▶ EXERCISE GOAL
Reproduce the records below, replacing "rough mask" with "coarse mask" wherever it occurs and leaving everything else untouched.

▶ Stored items
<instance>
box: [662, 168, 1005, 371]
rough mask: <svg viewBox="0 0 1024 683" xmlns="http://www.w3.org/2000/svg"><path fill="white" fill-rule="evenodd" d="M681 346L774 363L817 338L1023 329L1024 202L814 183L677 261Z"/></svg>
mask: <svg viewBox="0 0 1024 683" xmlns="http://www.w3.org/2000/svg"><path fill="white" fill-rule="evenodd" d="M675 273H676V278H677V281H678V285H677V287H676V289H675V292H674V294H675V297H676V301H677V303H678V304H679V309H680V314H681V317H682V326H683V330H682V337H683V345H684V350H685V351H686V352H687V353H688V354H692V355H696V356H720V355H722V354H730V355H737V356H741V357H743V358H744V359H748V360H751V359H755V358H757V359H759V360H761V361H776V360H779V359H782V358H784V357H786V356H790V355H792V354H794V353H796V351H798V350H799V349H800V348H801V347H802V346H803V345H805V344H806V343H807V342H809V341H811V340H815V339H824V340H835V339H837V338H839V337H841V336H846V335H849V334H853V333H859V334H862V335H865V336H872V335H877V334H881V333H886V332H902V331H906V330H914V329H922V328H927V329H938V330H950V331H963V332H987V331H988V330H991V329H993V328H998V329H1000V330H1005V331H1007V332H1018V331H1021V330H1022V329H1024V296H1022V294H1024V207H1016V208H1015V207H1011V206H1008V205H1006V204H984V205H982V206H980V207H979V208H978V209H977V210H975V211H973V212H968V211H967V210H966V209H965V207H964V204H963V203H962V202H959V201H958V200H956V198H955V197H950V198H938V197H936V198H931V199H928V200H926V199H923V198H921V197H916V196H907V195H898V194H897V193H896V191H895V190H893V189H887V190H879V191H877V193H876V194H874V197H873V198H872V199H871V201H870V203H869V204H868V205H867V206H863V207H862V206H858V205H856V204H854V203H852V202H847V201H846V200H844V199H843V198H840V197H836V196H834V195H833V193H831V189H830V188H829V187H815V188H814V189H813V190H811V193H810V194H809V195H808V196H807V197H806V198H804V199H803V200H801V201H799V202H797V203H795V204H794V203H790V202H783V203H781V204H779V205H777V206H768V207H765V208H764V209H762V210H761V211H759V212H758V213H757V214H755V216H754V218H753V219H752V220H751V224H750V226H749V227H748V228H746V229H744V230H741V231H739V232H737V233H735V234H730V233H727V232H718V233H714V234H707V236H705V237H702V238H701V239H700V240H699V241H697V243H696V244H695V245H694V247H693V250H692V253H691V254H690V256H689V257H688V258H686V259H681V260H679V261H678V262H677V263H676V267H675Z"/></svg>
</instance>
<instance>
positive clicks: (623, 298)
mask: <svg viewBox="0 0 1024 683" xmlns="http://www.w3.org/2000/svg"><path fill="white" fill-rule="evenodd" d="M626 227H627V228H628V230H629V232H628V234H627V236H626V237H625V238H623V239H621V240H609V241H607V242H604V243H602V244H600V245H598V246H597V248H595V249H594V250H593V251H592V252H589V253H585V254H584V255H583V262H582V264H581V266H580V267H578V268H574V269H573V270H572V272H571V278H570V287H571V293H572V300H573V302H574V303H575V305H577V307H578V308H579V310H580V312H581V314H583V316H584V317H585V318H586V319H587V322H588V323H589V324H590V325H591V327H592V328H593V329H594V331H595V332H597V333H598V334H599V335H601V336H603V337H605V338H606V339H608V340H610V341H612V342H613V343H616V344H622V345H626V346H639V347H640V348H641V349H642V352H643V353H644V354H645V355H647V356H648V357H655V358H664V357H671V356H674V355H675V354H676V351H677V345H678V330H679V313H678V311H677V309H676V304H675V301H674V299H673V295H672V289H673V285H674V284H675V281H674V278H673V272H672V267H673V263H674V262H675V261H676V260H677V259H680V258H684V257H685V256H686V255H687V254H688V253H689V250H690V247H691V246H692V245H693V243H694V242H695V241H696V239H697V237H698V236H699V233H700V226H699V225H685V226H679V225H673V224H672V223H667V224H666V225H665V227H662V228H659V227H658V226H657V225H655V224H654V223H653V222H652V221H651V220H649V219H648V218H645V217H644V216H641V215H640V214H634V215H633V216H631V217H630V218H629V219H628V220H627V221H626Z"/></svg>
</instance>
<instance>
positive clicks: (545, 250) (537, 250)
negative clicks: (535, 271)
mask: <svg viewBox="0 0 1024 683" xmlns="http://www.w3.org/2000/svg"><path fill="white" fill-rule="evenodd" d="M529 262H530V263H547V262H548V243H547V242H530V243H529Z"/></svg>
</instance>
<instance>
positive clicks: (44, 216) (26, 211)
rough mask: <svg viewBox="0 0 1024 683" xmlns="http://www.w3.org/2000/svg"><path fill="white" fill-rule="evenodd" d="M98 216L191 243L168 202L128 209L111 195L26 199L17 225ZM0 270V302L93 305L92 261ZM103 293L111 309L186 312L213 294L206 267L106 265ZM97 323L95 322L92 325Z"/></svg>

▶ ANSWER SECTION
<instance>
box: [662, 168, 1005, 371]
coarse mask: <svg viewBox="0 0 1024 683" xmlns="http://www.w3.org/2000/svg"><path fill="white" fill-rule="evenodd" d="M681 346L774 363L817 338L1023 329L1024 202L814 183L677 261Z"/></svg>
mask: <svg viewBox="0 0 1024 683" xmlns="http://www.w3.org/2000/svg"><path fill="white" fill-rule="evenodd" d="M675 273H676V278H677V281H678V285H677V287H676V289H675V292H674V294H675V297H676V301H677V303H678V304H679V309H680V314H681V317H682V326H683V330H682V337H683V345H684V350H685V351H686V352H687V353H688V354H692V355H696V356H720V355H722V354H730V355H737V356H741V357H743V358H744V359H748V360H751V359H755V358H757V359H759V360H761V361H776V360H779V359H782V358H784V357H786V356H790V355H792V354H794V353H796V351H798V350H799V349H800V348H801V347H802V346H803V345H805V344H806V343H807V342H809V341H811V340H815V339H824V340H835V339H837V338H839V337H841V336H846V335H849V334H853V333H859V334H862V335H865V336H872V335H877V334H881V333H886V332H902V331H906V330H914V329H922V328H927V329H938V330H950V331H963V332H987V331H988V330H991V329H993V328H998V329H1000V330H1005V331H1007V332H1018V331H1021V330H1022V329H1024V296H1022V294H1024V207H1016V208H1015V207H1011V206H1008V205H1006V204H984V205H982V206H980V207H979V208H978V209H977V210H975V211H973V212H968V211H967V210H966V209H965V207H964V204H963V203H962V202H959V201H958V200H956V198H955V197H950V198H938V197H936V198H931V199H928V200H926V199H923V198H921V197H916V196H907V195H898V194H897V193H896V191H895V190H893V189H887V190H879V191H877V193H876V194H874V197H873V198H872V199H871V201H870V203H869V204H868V205H867V206H863V207H862V206H858V205H856V204H854V203H852V202H847V201H846V200H844V199H843V198H840V197H836V196H834V195H833V193H831V189H830V188H829V187H815V188H814V189H813V190H811V193H810V194H809V195H808V196H807V197H806V198H804V199H803V200H801V201H799V202H797V203H795V204H794V203H790V202H783V203H781V204H779V205H777V206H768V207H765V208H764V209H762V210H761V211H759V212H758V213H757V214H755V216H754V218H753V219H752V220H751V224H750V226H749V227H748V228H746V229H744V230H741V231H739V232H737V233H735V234H730V233H727V232H718V233H714V234H707V236H705V237H702V238H701V239H700V240H699V241H697V243H696V244H695V245H694V247H693V250H692V253H691V254H690V256H689V257H688V258H686V259H681V260H679V261H678V262H677V263H676V267H675Z"/></svg>
</instance>
<instance>
positive clicks: (623, 298)
mask: <svg viewBox="0 0 1024 683" xmlns="http://www.w3.org/2000/svg"><path fill="white" fill-rule="evenodd" d="M626 227H627V228H628V230H629V232H628V234H627V236H626V237H625V238H623V239H621V240H609V241H607V242H604V243H602V244H600V245H598V246H597V248H595V249H594V250H593V251H592V252H589V253H585V254H584V255H583V262H582V264H581V266H580V267H578V268H574V269H573V270H572V272H571V278H570V287H571V293H572V300H573V302H574V303H575V305H577V307H578V308H579V310H580V312H581V314H583V316H584V317H585V318H586V319H587V322H588V323H589V324H590V325H591V327H592V328H593V329H594V331H595V332H597V333H598V334H599V335H601V336H603V337H605V338H606V339H608V340H610V341H612V342H613V343H616V344H622V345H626V346H639V347H640V348H641V349H642V352H643V353H644V354H645V355H647V356H648V357H655V358H664V357H671V356H674V355H675V354H676V351H677V345H678V330H679V313H678V311H677V309H676V304H675V301H674V299H673V295H672V289H673V285H674V284H675V281H674V278H673V272H672V267H673V263H674V262H675V261H676V260H677V259H680V258H684V257H685V256H686V255H687V254H688V253H689V250H690V247H691V246H692V245H693V243H694V242H695V241H696V239H697V237H698V236H699V233H700V226H699V225H685V226H679V225H673V224H672V223H667V224H666V225H665V227H662V228H659V227H658V226H657V225H655V224H654V223H653V222H652V221H651V220H649V219H648V218H645V217H644V216H641V215H640V214H634V215H633V216H631V217H630V218H629V219H628V220H627V221H626Z"/></svg>
</instance>
<instance>
positive clicks: (545, 250) (537, 250)
negative clicks: (535, 271)
mask: <svg viewBox="0 0 1024 683" xmlns="http://www.w3.org/2000/svg"><path fill="white" fill-rule="evenodd" d="M529 262H530V263H547V262H548V243H547V242H530V243H529Z"/></svg>
</instance>
<instance>
positive clicks: (44, 216) (26, 211)
coarse mask: <svg viewBox="0 0 1024 683" xmlns="http://www.w3.org/2000/svg"><path fill="white" fill-rule="evenodd" d="M98 216L191 243L168 202L128 209L111 195L26 199L17 225ZM0 270V302L93 305L92 261ZM103 293L111 309L186 312L213 294L206 267L106 265ZM97 323L95 322L92 325Z"/></svg>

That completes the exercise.